• TASK GOAL: The required output is the line containing "Expected output: the position of each instance of the gray" through the final line of the material below, printed exactly, with no other lines.

• MATERIAL FOR THE TASK:

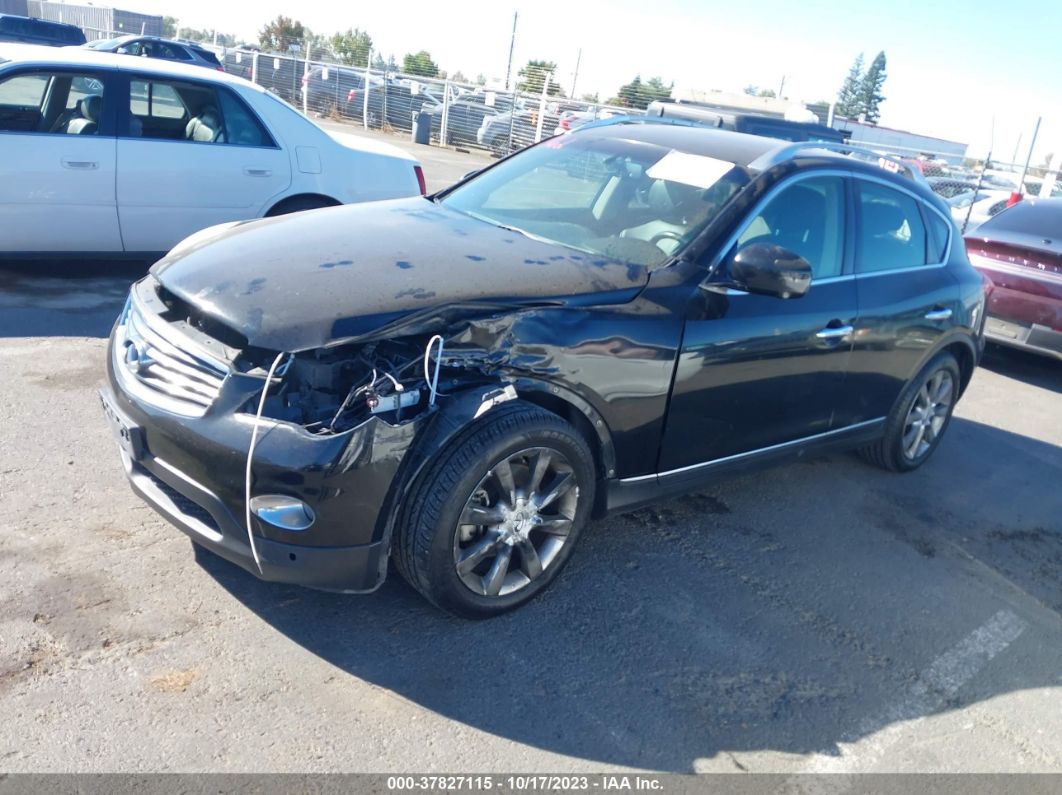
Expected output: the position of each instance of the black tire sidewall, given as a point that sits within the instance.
(446, 588)
(896, 422)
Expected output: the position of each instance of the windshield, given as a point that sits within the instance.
(631, 201)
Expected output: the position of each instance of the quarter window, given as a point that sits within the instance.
(60, 103)
(938, 229)
(807, 219)
(892, 235)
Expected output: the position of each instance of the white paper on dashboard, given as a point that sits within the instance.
(682, 167)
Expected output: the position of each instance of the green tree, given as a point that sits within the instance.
(849, 99)
(532, 76)
(353, 47)
(870, 90)
(420, 64)
(638, 94)
(279, 34)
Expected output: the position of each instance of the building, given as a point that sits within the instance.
(902, 142)
(97, 21)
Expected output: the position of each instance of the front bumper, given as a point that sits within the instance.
(191, 470)
(1033, 338)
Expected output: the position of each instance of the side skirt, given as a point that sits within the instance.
(634, 493)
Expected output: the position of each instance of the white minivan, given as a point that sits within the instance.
(104, 154)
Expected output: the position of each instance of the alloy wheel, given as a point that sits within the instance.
(515, 522)
(927, 415)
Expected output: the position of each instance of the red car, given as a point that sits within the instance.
(1020, 255)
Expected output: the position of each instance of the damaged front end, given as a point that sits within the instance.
(328, 460)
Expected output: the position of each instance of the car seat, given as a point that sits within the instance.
(86, 120)
(205, 127)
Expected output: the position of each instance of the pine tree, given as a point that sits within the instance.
(870, 90)
(849, 100)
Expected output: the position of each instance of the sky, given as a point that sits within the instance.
(974, 71)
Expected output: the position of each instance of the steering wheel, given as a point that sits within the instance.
(669, 235)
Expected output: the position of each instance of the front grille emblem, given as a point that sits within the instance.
(136, 360)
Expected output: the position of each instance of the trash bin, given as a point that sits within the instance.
(422, 127)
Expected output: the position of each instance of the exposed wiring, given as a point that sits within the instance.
(251, 453)
(433, 379)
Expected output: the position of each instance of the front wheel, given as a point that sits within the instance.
(494, 520)
(920, 417)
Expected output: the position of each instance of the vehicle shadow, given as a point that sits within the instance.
(1022, 365)
(789, 610)
(49, 298)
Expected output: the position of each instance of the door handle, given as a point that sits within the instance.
(834, 332)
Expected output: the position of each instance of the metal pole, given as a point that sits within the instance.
(542, 105)
(306, 80)
(446, 114)
(1050, 176)
(579, 58)
(364, 106)
(512, 44)
(1035, 132)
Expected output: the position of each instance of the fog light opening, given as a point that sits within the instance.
(284, 513)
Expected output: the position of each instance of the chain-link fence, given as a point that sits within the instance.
(435, 110)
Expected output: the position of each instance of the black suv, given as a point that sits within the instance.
(460, 382)
(31, 31)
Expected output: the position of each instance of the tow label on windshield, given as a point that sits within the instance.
(699, 171)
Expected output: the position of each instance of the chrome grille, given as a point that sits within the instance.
(161, 368)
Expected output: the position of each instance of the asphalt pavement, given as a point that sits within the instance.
(819, 617)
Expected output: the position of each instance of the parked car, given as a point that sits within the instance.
(459, 382)
(574, 119)
(508, 132)
(185, 149)
(30, 31)
(465, 117)
(1018, 253)
(154, 47)
(986, 204)
(946, 187)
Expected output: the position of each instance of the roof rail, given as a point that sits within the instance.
(639, 120)
(789, 151)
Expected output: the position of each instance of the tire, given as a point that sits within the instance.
(297, 204)
(904, 447)
(483, 570)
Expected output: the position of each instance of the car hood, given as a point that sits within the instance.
(361, 143)
(315, 278)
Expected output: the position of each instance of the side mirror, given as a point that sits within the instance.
(770, 270)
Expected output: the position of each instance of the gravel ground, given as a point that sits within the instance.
(823, 616)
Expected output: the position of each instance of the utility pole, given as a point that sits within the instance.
(579, 58)
(1035, 132)
(512, 44)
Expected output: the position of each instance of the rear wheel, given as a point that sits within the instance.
(493, 521)
(920, 417)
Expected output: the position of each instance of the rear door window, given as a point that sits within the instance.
(192, 111)
(892, 235)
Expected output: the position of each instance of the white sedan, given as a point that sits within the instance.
(107, 154)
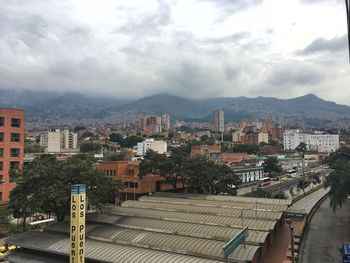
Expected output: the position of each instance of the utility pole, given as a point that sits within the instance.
(347, 4)
(289, 222)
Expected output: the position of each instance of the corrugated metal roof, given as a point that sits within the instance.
(253, 224)
(180, 228)
(101, 251)
(227, 198)
(256, 214)
(206, 248)
(214, 203)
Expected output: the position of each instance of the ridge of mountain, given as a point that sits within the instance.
(41, 106)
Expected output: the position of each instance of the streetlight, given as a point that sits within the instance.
(289, 222)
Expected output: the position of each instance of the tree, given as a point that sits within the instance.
(206, 177)
(130, 142)
(339, 178)
(45, 185)
(123, 155)
(271, 165)
(246, 148)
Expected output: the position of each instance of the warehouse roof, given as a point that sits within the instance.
(179, 228)
(227, 198)
(215, 203)
(99, 251)
(256, 214)
(206, 248)
(253, 224)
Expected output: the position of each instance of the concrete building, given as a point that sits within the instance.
(248, 175)
(166, 122)
(219, 122)
(151, 124)
(318, 141)
(151, 144)
(59, 141)
(135, 186)
(11, 148)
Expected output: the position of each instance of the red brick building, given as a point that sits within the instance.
(128, 173)
(11, 148)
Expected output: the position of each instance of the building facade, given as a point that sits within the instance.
(318, 141)
(219, 121)
(248, 175)
(151, 144)
(59, 141)
(135, 186)
(11, 148)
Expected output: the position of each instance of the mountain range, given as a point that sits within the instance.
(69, 108)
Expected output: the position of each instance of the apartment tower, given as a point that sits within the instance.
(219, 124)
(11, 148)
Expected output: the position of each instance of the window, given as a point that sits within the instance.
(15, 137)
(15, 122)
(14, 152)
(14, 165)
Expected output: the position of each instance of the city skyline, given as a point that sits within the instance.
(226, 48)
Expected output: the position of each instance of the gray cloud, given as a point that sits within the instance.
(321, 45)
(230, 7)
(45, 45)
(295, 74)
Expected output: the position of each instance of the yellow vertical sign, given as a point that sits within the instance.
(77, 223)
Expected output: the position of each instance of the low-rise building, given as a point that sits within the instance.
(11, 148)
(317, 141)
(59, 141)
(135, 186)
(248, 175)
(151, 144)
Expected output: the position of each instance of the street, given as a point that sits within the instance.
(326, 233)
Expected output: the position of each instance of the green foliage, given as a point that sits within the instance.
(271, 165)
(4, 220)
(127, 142)
(122, 156)
(45, 185)
(201, 174)
(90, 147)
(205, 139)
(246, 148)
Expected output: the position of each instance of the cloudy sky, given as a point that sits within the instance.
(191, 48)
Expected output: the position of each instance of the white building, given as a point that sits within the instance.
(151, 144)
(219, 122)
(248, 175)
(59, 141)
(319, 142)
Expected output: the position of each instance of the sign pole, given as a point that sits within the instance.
(77, 224)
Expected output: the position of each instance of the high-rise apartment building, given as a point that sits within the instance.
(11, 148)
(59, 141)
(219, 123)
(317, 141)
(151, 124)
(166, 122)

• SOLUTION TO THE PROBLEM:
Expected output: the position of each instance of the gray cloud, given as a point that sits within the instance.
(321, 45)
(230, 7)
(45, 45)
(295, 74)
Expected output: the position of each instance of the yellow vertical sign, given as a point that sits within the instance.
(77, 223)
Expected output: the position of each instance of the low-rise building, given as a point that sits within the instance.
(11, 148)
(317, 141)
(59, 141)
(135, 186)
(248, 175)
(151, 144)
Expected output: the position of each instance of the street, given as a point that sits within the instance.
(326, 233)
Expected output: the position of each instance of the green foliage, given as a point that sits within the instance.
(271, 165)
(4, 220)
(127, 142)
(122, 156)
(45, 185)
(201, 174)
(90, 147)
(205, 139)
(246, 148)
Expected output: the position of each instance of the cloudy sky, given as a point that sits within the instance.
(191, 48)
Expected output: the position of each instance of the white building, given as a point that sits within the instance.
(151, 144)
(219, 122)
(248, 175)
(59, 141)
(319, 142)
Expected output: the position of each instance of the sign pole, given as a point that sits within the instance.
(77, 224)
Expected output: the position of each instance of the high-rise apartment building, given as a point that sits within the instance.
(11, 148)
(59, 141)
(219, 123)
(317, 141)
(151, 124)
(166, 122)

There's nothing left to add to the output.